**INSTRUCTIONS TO FOLLOW:**
Return each line of the records below that contains the string "mountain", matching case exactly.

Records of object locations:
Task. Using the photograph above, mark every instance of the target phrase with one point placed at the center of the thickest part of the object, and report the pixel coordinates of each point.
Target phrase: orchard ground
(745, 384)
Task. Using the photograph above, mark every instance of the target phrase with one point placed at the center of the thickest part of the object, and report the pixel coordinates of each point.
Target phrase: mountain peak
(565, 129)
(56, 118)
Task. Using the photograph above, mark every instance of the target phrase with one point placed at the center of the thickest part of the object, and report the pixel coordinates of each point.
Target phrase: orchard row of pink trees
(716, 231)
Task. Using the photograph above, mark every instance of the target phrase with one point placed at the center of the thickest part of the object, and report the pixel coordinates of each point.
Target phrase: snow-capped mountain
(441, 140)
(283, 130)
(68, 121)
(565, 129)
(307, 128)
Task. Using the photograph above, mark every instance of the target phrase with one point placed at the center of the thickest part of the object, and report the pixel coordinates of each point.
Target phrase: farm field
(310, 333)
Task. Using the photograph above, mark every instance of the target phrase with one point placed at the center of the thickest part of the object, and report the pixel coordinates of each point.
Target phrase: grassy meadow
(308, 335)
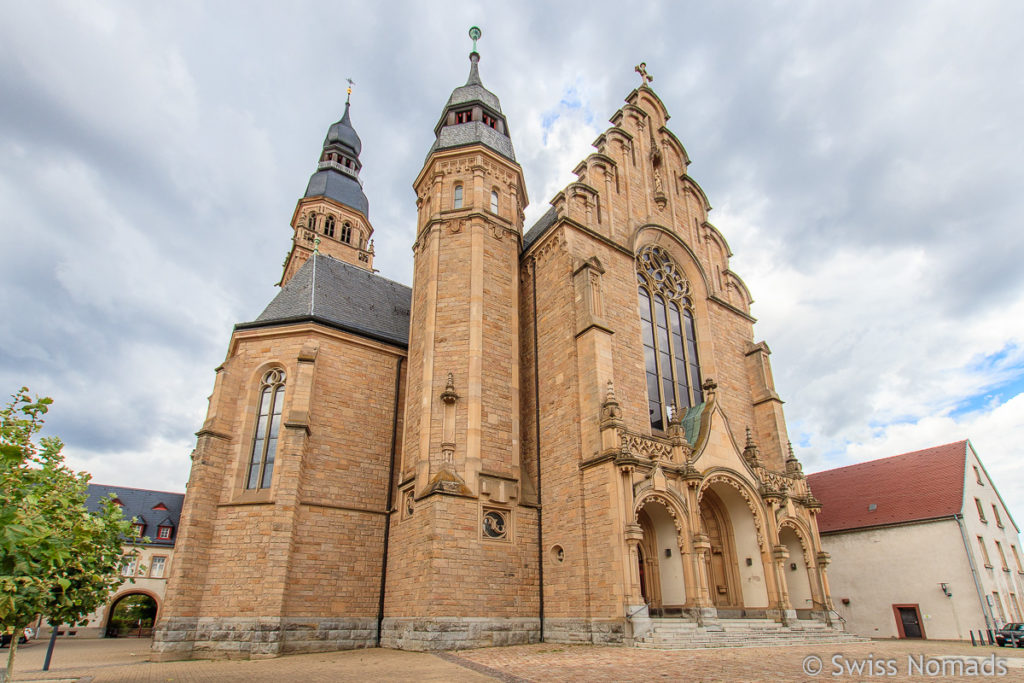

**COMPLETE OUTPUT:**
Target phrase: mountain peak
Target phrase: snow-capped mountain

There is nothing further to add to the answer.